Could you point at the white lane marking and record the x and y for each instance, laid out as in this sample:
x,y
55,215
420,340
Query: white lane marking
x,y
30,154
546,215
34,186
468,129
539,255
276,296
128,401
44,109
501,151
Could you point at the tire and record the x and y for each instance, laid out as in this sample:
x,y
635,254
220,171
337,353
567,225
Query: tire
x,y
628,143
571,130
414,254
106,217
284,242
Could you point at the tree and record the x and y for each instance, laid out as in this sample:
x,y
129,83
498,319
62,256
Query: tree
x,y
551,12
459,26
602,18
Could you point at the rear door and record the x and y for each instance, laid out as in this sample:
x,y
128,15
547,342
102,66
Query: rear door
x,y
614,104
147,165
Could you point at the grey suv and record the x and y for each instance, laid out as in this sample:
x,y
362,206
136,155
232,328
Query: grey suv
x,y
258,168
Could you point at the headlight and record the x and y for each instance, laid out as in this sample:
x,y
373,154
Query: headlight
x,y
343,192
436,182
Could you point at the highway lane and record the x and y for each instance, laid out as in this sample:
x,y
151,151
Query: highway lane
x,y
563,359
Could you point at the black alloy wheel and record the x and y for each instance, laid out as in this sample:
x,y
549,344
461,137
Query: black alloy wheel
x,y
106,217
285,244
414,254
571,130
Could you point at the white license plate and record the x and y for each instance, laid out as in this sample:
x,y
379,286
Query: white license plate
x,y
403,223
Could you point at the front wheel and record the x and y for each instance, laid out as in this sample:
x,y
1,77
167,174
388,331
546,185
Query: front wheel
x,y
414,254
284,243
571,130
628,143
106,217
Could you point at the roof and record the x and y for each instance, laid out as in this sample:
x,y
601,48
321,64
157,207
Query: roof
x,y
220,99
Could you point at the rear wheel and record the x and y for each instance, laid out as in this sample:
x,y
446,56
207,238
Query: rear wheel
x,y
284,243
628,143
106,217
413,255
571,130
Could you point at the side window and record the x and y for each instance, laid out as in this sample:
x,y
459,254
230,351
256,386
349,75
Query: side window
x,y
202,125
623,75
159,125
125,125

EXERCISE GOAL
Your response must consist of the entries, reproduced exactly.

RESPONSE FOR THIS EXERCISE
Could you point at the white lane marking and record the x and y for each instance, laid out as in this sample:
x,y
55,215
420,340
Query: white lane marking
x,y
30,154
546,215
34,186
468,129
539,255
276,296
128,401
44,109
501,151
Could you point at the tire and record the x and y for each instance, laid out as in this sample:
x,y
635,254
220,171
337,353
567,225
Query: tire
x,y
628,143
571,130
414,254
106,217
284,242
Could you point at the tree and record the x and y for each instance, laid out as in this sample:
x,y
129,83
498,319
62,256
Query: tree
x,y
551,12
459,26
602,18
Could you point at the rear door and record the x and y for each instance, laid out as in this sample:
x,y
128,15
547,342
102,66
Query: rear door
x,y
614,104
147,165
Could you point at the grey suv and record the x and y for each instance, laid out as in this sample:
x,y
362,206
136,155
232,328
Query: grey suv
x,y
258,168
Could you point at the headlight and record the x and y for each instance, laid out as in this sample:
x,y
373,154
Query: headlight
x,y
343,192
436,182
Could you point at the highway lane and record the x and y for each instance, laid out as in this sample:
x,y
151,151
Query: highway lane
x,y
563,359
Could you point at the black alloy wheel and record the x and y for each instance, laid out as in this sample:
x,y
549,344
461,137
Query: black alloy wheel
x,y
106,217
285,244
414,254
571,130
Could you point at the white license plate and record the x and y for each instance, laid out as in this sample:
x,y
379,286
Query: white license plate
x,y
403,223
Could you point at the front wheel and record the x and y for each instance, laid out as in this sample:
x,y
1,77
167,174
388,331
546,185
Query: front wheel
x,y
414,254
284,243
571,130
628,143
106,217
Could you point at the roof and record the x and y for each instance, laid out as in this sample:
x,y
601,48
321,64
157,207
Query: roof
x,y
220,99
Could you point at the rear wheel and record the x and y for each instance, laid out as in this sample:
x,y
446,56
207,238
Query: rear wheel
x,y
284,243
628,143
106,217
413,255
571,130
Could you point at the side window and record the x and y for each instance, laid out as in this sample:
x,y
459,254
230,351
256,386
349,75
Query: side window
x,y
202,125
623,75
159,125
125,125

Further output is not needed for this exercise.